## [Items from a dataset]
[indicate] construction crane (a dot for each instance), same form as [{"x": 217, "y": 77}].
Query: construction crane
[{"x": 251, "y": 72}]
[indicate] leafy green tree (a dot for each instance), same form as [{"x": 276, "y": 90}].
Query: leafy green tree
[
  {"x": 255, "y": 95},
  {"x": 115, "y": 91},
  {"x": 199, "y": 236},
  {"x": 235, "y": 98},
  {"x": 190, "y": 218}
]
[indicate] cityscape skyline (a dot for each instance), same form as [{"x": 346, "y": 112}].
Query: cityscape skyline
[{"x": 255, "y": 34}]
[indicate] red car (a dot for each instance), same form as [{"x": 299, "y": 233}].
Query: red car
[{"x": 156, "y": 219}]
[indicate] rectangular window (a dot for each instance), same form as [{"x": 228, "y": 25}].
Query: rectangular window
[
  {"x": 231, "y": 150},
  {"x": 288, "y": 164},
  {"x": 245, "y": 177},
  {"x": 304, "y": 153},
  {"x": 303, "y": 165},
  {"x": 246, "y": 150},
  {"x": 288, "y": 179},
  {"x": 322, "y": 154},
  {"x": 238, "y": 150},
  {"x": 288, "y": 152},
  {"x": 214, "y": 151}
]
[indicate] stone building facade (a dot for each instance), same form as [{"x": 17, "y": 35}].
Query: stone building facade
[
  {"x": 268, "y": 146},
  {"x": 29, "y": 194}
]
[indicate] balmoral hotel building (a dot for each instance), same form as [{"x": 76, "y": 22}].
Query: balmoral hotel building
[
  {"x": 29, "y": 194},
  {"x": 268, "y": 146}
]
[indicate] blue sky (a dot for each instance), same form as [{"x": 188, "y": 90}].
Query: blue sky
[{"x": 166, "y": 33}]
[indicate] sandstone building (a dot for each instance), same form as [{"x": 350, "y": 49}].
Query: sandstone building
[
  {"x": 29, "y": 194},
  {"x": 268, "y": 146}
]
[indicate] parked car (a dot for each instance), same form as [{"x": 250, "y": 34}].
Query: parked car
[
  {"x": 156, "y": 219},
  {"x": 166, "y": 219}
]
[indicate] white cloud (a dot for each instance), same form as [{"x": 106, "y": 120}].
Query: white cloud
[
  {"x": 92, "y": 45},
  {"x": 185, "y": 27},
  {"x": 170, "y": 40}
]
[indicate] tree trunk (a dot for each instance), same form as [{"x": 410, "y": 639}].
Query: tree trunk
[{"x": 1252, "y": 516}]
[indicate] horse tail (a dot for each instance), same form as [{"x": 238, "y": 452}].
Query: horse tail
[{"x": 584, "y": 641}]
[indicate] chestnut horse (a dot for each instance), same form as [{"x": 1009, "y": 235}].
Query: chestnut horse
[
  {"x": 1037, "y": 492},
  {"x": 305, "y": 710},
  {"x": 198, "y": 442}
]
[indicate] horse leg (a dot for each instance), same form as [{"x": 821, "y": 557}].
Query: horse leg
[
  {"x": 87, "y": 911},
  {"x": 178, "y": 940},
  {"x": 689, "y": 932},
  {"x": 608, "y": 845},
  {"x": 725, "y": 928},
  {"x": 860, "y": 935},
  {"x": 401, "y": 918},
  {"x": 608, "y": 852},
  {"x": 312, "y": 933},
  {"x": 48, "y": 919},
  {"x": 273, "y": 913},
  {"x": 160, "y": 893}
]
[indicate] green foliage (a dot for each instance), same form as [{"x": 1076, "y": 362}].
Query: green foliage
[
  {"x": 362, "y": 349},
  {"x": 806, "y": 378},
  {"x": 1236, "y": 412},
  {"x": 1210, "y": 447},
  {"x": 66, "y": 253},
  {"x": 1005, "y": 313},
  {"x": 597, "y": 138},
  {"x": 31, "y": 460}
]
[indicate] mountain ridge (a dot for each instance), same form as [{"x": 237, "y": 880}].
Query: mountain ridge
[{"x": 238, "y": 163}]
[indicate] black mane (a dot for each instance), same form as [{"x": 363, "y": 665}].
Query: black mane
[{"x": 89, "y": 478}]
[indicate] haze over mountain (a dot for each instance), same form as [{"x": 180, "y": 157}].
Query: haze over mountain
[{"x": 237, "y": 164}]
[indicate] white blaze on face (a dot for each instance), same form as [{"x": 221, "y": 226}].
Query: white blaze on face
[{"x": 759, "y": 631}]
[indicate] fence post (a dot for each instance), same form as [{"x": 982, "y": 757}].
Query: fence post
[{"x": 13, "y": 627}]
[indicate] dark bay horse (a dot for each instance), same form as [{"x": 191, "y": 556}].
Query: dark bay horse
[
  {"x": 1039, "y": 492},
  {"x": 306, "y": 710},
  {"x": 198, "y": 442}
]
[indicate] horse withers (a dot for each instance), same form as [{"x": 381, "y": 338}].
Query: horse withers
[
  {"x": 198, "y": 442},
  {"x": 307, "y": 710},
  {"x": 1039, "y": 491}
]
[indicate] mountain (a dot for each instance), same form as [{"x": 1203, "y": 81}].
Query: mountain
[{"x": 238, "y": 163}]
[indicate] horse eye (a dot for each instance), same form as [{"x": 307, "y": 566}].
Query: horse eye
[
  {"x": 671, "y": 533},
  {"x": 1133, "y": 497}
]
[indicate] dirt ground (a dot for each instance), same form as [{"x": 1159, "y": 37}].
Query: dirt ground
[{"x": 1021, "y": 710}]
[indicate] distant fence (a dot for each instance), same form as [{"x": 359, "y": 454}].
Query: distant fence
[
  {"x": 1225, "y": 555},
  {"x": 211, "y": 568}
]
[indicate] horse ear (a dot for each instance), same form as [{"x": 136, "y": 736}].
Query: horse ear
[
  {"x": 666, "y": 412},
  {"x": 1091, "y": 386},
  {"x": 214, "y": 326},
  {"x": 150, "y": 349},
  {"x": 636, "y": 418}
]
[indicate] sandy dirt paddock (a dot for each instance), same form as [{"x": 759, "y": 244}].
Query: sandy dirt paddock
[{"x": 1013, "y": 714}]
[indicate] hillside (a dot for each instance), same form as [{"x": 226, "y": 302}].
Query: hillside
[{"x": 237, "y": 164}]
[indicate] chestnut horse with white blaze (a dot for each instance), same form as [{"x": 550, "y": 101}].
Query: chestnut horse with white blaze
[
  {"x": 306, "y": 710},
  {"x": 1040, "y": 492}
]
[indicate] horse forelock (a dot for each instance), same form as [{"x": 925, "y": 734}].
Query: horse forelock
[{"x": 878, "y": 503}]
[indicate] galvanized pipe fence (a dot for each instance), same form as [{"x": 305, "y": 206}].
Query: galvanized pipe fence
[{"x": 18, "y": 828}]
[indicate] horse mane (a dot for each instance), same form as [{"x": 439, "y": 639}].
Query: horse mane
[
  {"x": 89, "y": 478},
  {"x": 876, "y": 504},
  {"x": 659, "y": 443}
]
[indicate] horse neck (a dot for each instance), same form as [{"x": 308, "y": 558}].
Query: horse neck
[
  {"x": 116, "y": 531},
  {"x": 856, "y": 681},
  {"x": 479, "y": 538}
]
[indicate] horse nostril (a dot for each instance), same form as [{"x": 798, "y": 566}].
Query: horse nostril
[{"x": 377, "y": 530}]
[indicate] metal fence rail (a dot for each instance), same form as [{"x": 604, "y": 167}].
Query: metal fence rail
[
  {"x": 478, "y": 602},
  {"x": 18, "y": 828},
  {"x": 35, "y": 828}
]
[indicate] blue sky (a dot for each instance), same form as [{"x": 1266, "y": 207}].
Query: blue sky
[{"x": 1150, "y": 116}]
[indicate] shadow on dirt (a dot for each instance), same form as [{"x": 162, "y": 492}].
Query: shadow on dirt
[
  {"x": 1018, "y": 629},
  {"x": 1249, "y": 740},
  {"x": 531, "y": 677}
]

## [INSTRUCTIONS TO FOLLOW]
Nothing but an exact transcription of the records is expected.

## [FINISHED TASK]
[indicate] construction crane (a dot for each instance), same form as [{"x": 217, "y": 77}].
Query: construction crane
[{"x": 251, "y": 72}]
[indicate] leafy green tree (a dot for each instance), same form as [{"x": 276, "y": 90}].
Query: leafy green tree
[
  {"x": 255, "y": 95},
  {"x": 115, "y": 91},
  {"x": 199, "y": 236},
  {"x": 235, "y": 98},
  {"x": 190, "y": 218}
]
[indicate] cityscape skyline (a dot for each instance), same form as [{"x": 346, "y": 112}].
Query: cityscape skyline
[{"x": 255, "y": 34}]
[indicate] red car (a dot for each instance), same form as [{"x": 299, "y": 233}].
Query: red car
[{"x": 156, "y": 219}]
[indicate] rectangular window (a dot for each instance), same form as [{"x": 228, "y": 25}].
Query: rectangular window
[
  {"x": 231, "y": 150},
  {"x": 288, "y": 164},
  {"x": 245, "y": 177},
  {"x": 304, "y": 153},
  {"x": 303, "y": 165},
  {"x": 246, "y": 150},
  {"x": 288, "y": 179},
  {"x": 322, "y": 154},
  {"x": 238, "y": 150},
  {"x": 288, "y": 152},
  {"x": 214, "y": 151}
]
[indicate] stone building facade (a dot for each instance), same form as [{"x": 17, "y": 35}].
Query: stone building facade
[
  {"x": 268, "y": 146},
  {"x": 29, "y": 194}
]
[indicate] balmoral hotel building (a dot for each instance), same form as [{"x": 76, "y": 22}].
Query: balmoral hotel building
[
  {"x": 29, "y": 194},
  {"x": 268, "y": 146}
]
[indicate] blue sky (a dot for each instance), same form as [{"x": 188, "y": 90}].
Query: blue sky
[{"x": 166, "y": 33}]
[indicate] sandstone building (a dot for each instance), same form as [{"x": 350, "y": 49}].
Query: sandstone building
[
  {"x": 29, "y": 194},
  {"x": 268, "y": 146}
]
[indicate] parked car (a dot for each instance), same form as [{"x": 250, "y": 34}].
Query: parked car
[
  {"x": 156, "y": 219},
  {"x": 166, "y": 219}
]
[indicate] white cloud (a dot for each instance), same form as [{"x": 106, "y": 120}].
Query: white cloud
[
  {"x": 92, "y": 45},
  {"x": 185, "y": 27},
  {"x": 170, "y": 40}
]
[indicate] tree trunk (a dot for each instance), same form as [{"x": 410, "y": 639}].
Query: tree trunk
[{"x": 1252, "y": 516}]
[indicate] horse tail (a dot for each instance), same form as [{"x": 238, "y": 452}].
Query: horse tail
[{"x": 584, "y": 641}]
[indicate] chestnut horse (a dot for each instance), same form as [{"x": 1009, "y": 235}].
Query: chestnut horse
[
  {"x": 1037, "y": 492},
  {"x": 305, "y": 710},
  {"x": 198, "y": 442}
]
[indicate] horse leg (a dot for each instance), same form as [{"x": 821, "y": 557}].
Query: horse leg
[
  {"x": 87, "y": 911},
  {"x": 178, "y": 940},
  {"x": 689, "y": 932},
  {"x": 608, "y": 845},
  {"x": 725, "y": 928},
  {"x": 860, "y": 935},
  {"x": 401, "y": 918},
  {"x": 608, "y": 852},
  {"x": 312, "y": 933},
  {"x": 48, "y": 919},
  {"x": 273, "y": 913},
  {"x": 160, "y": 893}
]
[indicate] green foliage (a dot for each instance), same form as [{"x": 1076, "y": 362}].
Query: green foliage
[
  {"x": 362, "y": 349},
  {"x": 806, "y": 378},
  {"x": 1236, "y": 412},
  {"x": 1210, "y": 447},
  {"x": 66, "y": 253},
  {"x": 1005, "y": 313},
  {"x": 597, "y": 138},
  {"x": 31, "y": 460}
]
[indicate] mountain ridge (a dot for each instance), same form as [{"x": 237, "y": 880}].
Query: mountain ridge
[{"x": 238, "y": 163}]
[indicate] black mane (a dot for each instance), same form as [{"x": 363, "y": 665}].
Query: black mane
[{"x": 89, "y": 478}]
[indicate] haze over mountain (a dot for each instance), same form as [{"x": 180, "y": 157}].
Query: haze over mountain
[{"x": 237, "y": 164}]
[indicate] white blaze on face (a dot for each instance), same form as [{"x": 221, "y": 226}].
Query: white blaze on face
[{"x": 759, "y": 631}]
[indicate] fence post (a dot for each instance), same form as [{"x": 982, "y": 757}].
Query: fence post
[{"x": 13, "y": 627}]
[indicate] dark bay horse (a dot for each instance), same form as [{"x": 191, "y": 556}].
Query: dark bay horse
[
  {"x": 1039, "y": 492},
  {"x": 306, "y": 710},
  {"x": 198, "y": 442}
]
[indicate] horse withers (a dot for each instance), same form as [{"x": 381, "y": 338}].
Query: horse withers
[
  {"x": 198, "y": 442},
  {"x": 307, "y": 710},
  {"x": 1039, "y": 491}
]
[indicate] mountain (a dot for each instance), same form as [{"x": 1203, "y": 81}].
Query: mountain
[{"x": 238, "y": 163}]
[indicate] horse eye (a dot for each instance), same form as [{"x": 307, "y": 566}].
Query: horse eye
[
  {"x": 671, "y": 533},
  {"x": 1133, "y": 497}
]
[indicate] dirt ground (a dot for each instance), same form as [{"x": 1159, "y": 37}].
Query: dirt ground
[{"x": 1021, "y": 710}]
[indicate] distant fence (a dot for each instance), same form as [{"x": 359, "y": 454}].
Query: distant fence
[
  {"x": 1225, "y": 555},
  {"x": 211, "y": 568}
]
[indicate] horse ear (a dot for each instance), same form as [{"x": 136, "y": 736}].
Query: horse ear
[
  {"x": 666, "y": 412},
  {"x": 1091, "y": 386},
  {"x": 214, "y": 326},
  {"x": 150, "y": 349},
  {"x": 636, "y": 418}
]
[indicate] sandy dirt paddock (a dot for each instance), same form as [{"x": 759, "y": 244}].
Query: sandy dirt paddock
[{"x": 1013, "y": 714}]
[indicate] hillside (a dot for each instance), same form as [{"x": 226, "y": 302}].
Query: hillside
[{"x": 237, "y": 164}]
[indicate] chestnut horse with white blaze (a dot for each instance), same form as [{"x": 550, "y": 101}].
Query: chestnut horse with white blaze
[
  {"x": 306, "y": 710},
  {"x": 1040, "y": 492}
]
[indicate] horse forelock (a dot for each instance), same form as [{"x": 925, "y": 734}].
Query: horse forelock
[{"x": 878, "y": 503}]
[indicate] galvanized pipe fence (a dot for each instance), same form as [{"x": 305, "y": 206}].
Query: galvanized pipe fence
[{"x": 18, "y": 828}]
[indicate] horse mane (a dot for each instance), same form as [{"x": 439, "y": 639}].
Query: horse mane
[
  {"x": 89, "y": 478},
  {"x": 876, "y": 504},
  {"x": 659, "y": 443}
]
[indicate] horse neck (a dot for each instance), same form as [{"x": 308, "y": 558}].
Query: horse neck
[
  {"x": 116, "y": 531},
  {"x": 856, "y": 681},
  {"x": 479, "y": 538}
]
[indicate] horse nostril (a dot for each instance), same form as [{"x": 798, "y": 566}].
Query: horse nostril
[{"x": 377, "y": 530}]
[indicate] metal fence rail (a dot for each instance), same form as [{"x": 604, "y": 167}].
Query: metal fence rail
[
  {"x": 478, "y": 602},
  {"x": 18, "y": 828},
  {"x": 35, "y": 828}
]
[indicate] blue sky (a dot for each instance), same form as [{"x": 1266, "y": 207}].
Query: blue sky
[{"x": 1150, "y": 116}]
[indicate] shadow on dirt (a dot for each instance), same form as [{"x": 162, "y": 492}].
Query: shadow on dirt
[
  {"x": 1018, "y": 629},
  {"x": 1249, "y": 740},
  {"x": 531, "y": 677}
]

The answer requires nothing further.